- Problem to work on -
Find each line in the records below that contains the word "following" and copy those lines in full.

- Raw data -

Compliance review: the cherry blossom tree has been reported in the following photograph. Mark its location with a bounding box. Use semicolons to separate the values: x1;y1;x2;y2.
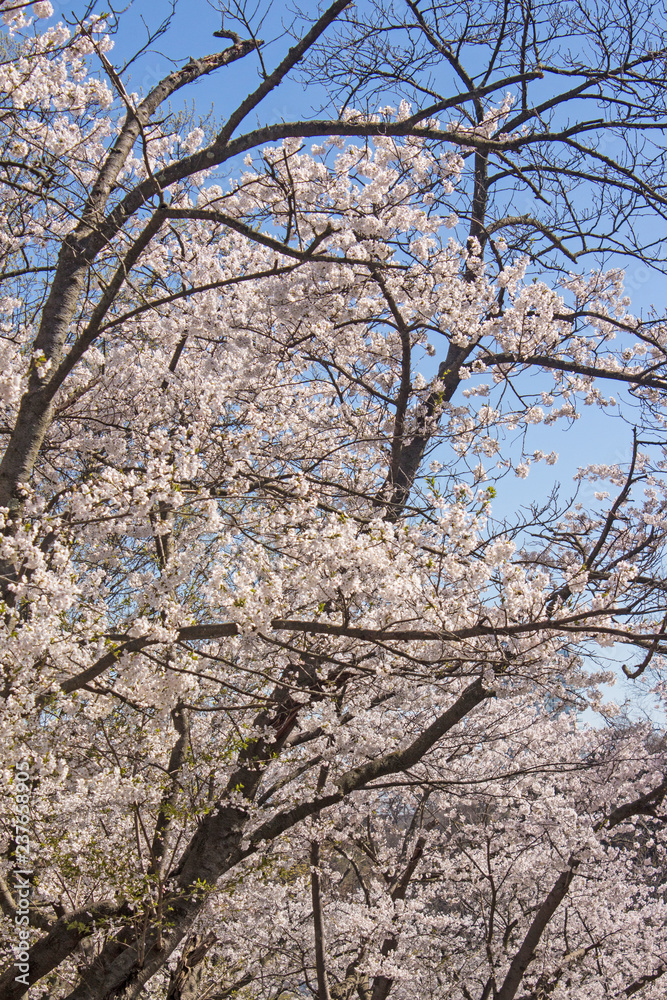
0;2;667;1000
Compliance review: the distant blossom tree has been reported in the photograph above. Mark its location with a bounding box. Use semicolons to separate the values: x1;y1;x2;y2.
0;0;667;1000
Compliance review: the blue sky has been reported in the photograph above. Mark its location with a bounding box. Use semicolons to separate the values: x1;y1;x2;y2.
35;0;665;720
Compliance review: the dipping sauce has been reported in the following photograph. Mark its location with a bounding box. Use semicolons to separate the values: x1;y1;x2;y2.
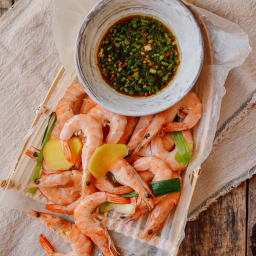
97;16;180;96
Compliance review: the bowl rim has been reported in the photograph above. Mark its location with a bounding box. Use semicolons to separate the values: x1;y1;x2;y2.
74;0;204;116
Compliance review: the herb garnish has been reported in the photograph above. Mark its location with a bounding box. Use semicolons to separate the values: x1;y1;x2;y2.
98;16;180;96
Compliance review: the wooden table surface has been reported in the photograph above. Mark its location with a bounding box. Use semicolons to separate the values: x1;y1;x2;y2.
0;3;256;256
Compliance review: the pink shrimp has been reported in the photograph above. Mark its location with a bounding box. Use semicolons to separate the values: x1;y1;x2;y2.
60;114;103;194
51;83;86;139
38;174;81;205
163;92;202;132
28;211;92;256
127;115;153;152
131;106;177;153
94;176;133;195
110;159;154;209
74;192;130;256
151;130;193;171
45;197;82;215
79;96;97;114
29;170;82;190
118;116;137;144
45;171;154;215
89;105;127;144
94;172;153;195
134;157;180;239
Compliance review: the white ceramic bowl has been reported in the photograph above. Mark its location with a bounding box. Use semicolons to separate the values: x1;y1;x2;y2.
75;0;203;116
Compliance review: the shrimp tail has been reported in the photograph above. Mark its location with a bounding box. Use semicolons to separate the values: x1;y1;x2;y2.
162;122;189;132
114;186;133;195
39;234;55;256
25;149;36;160
61;140;74;163
45;204;74;215
106;193;130;204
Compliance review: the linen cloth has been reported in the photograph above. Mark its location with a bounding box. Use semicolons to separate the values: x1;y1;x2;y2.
0;0;256;256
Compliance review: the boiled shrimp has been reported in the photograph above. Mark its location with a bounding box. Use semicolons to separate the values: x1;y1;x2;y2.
118;116;137;144
127;115;153;153
110;159;154;209
134;157;180;239
94;176;133;195
132;106;177;153
89;106;127;144
38;174;81;205
45;197;82;215
51;83;86;139
25;148;58;174
94;171;153;195
163;92;202;132
29;170;82;190
26;151;81;205
74;192;130;256
151;130;193;171
60;114;103;194
79;96;97;114
28;211;92;256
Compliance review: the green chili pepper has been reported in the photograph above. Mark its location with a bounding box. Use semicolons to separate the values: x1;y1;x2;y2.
171;132;192;165
121;178;181;198
28;112;57;194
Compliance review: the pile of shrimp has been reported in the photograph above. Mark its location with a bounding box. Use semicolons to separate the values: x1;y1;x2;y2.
27;83;202;256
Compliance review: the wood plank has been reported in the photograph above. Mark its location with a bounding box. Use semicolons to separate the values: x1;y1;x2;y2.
178;182;246;256
247;176;256;256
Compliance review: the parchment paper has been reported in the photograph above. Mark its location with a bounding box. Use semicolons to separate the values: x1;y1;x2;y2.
0;0;252;255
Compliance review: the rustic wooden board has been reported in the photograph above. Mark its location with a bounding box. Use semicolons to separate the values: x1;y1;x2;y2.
178;179;247;256
247;176;256;256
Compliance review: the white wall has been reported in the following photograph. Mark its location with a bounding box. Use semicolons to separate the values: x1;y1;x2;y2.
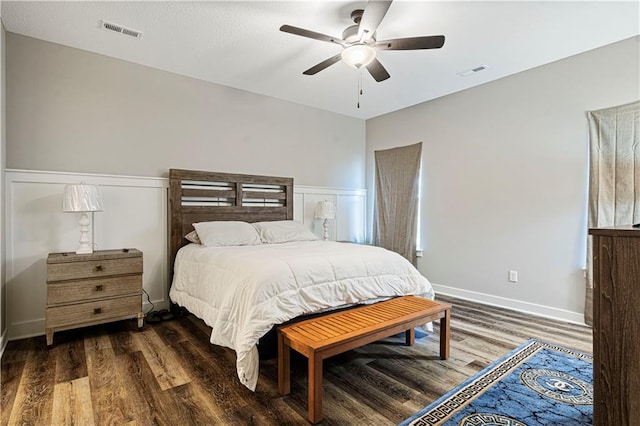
5;170;366;339
0;33;366;340
367;37;640;322
7;33;365;188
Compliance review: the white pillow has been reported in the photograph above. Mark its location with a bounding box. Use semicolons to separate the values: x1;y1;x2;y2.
253;220;320;244
193;221;261;247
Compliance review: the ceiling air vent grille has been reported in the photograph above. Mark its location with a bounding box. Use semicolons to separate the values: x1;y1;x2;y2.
100;21;142;38
457;64;489;77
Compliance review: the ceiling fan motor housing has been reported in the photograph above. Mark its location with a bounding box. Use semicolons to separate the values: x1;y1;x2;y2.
342;24;376;45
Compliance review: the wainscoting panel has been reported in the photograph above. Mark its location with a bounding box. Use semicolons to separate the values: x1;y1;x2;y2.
3;170;366;340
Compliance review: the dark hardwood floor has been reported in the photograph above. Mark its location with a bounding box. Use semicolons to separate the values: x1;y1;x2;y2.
0;297;592;425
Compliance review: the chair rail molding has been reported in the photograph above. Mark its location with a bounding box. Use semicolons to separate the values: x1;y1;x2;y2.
0;169;366;345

- Correct response -
Compliance review: the cherry blossom tree has been reported in the following photograph. Mark its location with a bounding box. Use semicolons to separate the values: x1;y1;x2;y2.
Compliance review: the dipping sauce has been reported in the following photograph. Mark its location with a bounding box. Use semicolons to separate the values: x1;y1;x2;y2.
Compliance review: the white wall has been reported in the following photograph. Mark its location with a bounding box. Use semicolons to separate the values: x1;y1;x2;y2.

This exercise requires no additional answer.